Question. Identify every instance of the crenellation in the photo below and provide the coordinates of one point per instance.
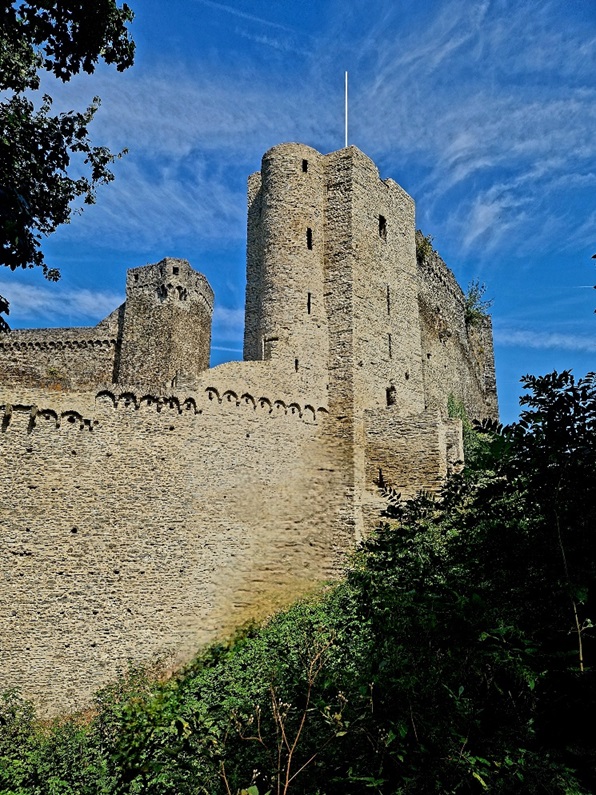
(152, 503)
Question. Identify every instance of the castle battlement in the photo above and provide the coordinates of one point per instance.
(153, 503)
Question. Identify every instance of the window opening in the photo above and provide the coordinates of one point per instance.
(269, 346)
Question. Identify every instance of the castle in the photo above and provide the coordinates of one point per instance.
(150, 504)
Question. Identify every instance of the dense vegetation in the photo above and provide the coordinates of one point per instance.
(456, 656)
(47, 160)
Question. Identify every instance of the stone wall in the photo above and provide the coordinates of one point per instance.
(152, 504)
(150, 525)
(458, 358)
(57, 358)
(166, 326)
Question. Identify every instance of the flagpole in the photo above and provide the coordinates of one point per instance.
(346, 108)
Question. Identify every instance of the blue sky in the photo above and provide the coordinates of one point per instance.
(483, 110)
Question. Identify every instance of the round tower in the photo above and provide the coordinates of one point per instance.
(166, 324)
(286, 319)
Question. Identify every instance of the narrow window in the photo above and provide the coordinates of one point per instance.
(269, 347)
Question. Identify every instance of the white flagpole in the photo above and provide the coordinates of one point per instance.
(346, 108)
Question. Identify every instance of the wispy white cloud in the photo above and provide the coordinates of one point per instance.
(545, 340)
(38, 304)
(243, 14)
(228, 324)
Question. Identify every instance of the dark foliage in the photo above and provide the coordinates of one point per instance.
(37, 147)
(456, 657)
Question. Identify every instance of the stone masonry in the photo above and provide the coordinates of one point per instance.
(150, 504)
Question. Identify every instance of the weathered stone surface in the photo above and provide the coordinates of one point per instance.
(150, 504)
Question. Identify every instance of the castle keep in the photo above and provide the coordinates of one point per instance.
(150, 504)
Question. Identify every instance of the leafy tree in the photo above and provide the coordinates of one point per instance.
(63, 38)
(475, 305)
(457, 656)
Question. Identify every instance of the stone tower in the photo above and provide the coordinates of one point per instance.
(165, 324)
(331, 277)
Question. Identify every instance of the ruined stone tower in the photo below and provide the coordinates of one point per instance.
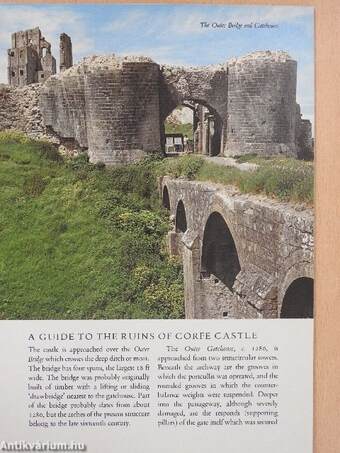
(30, 59)
(66, 59)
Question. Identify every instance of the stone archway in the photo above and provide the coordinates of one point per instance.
(181, 219)
(219, 253)
(298, 300)
(207, 126)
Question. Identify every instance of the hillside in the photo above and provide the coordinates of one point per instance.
(78, 241)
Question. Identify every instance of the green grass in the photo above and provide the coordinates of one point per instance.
(285, 179)
(81, 242)
(185, 129)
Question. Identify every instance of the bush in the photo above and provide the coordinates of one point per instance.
(14, 137)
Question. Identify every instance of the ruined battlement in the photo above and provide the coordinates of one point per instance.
(30, 59)
(116, 106)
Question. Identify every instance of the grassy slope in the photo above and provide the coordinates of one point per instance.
(81, 242)
(185, 129)
(285, 179)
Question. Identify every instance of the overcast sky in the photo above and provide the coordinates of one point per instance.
(171, 34)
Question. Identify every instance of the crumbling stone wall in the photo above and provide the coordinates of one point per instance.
(274, 243)
(19, 109)
(65, 49)
(30, 59)
(261, 104)
(115, 107)
(109, 105)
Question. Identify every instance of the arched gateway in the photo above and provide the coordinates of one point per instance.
(116, 106)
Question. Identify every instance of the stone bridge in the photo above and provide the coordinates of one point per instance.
(243, 256)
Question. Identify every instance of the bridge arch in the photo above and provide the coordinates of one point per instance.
(298, 300)
(181, 218)
(166, 198)
(219, 253)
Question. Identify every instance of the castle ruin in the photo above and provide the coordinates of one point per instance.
(30, 59)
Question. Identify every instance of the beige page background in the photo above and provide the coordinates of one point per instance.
(327, 311)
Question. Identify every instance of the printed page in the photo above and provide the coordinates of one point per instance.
(156, 228)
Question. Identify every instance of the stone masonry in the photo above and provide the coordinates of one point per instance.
(116, 107)
(243, 255)
(30, 59)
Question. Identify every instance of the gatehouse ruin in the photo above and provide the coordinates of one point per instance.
(115, 107)
(243, 256)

## Objective
Please copy the rows word for word, starting with the line containing "Question. Identify every instance of the castle ruin" and continuing through the end of the rows, with both the first and last lines included.

## Response to the exercise
Question. Identify every instance of the castle ruin in the photo above and provide the coordinates of one point per instance.
(30, 59)
Question. Identify every instance of the beige page background in the photo above and provide the coordinates of one point per instance.
(327, 311)
Question. Identify every instance of the printed page in the photo above and provide the coordinates of one point per instance.
(156, 228)
Question. Identify every instance of the stone masonry in the photo above and provide the coordinates of one point per instance.
(116, 107)
(243, 255)
(30, 59)
Question. Identify every instance of the gatehouse ruin in the photo above and provide the coordinates of one point per instance.
(115, 107)
(243, 256)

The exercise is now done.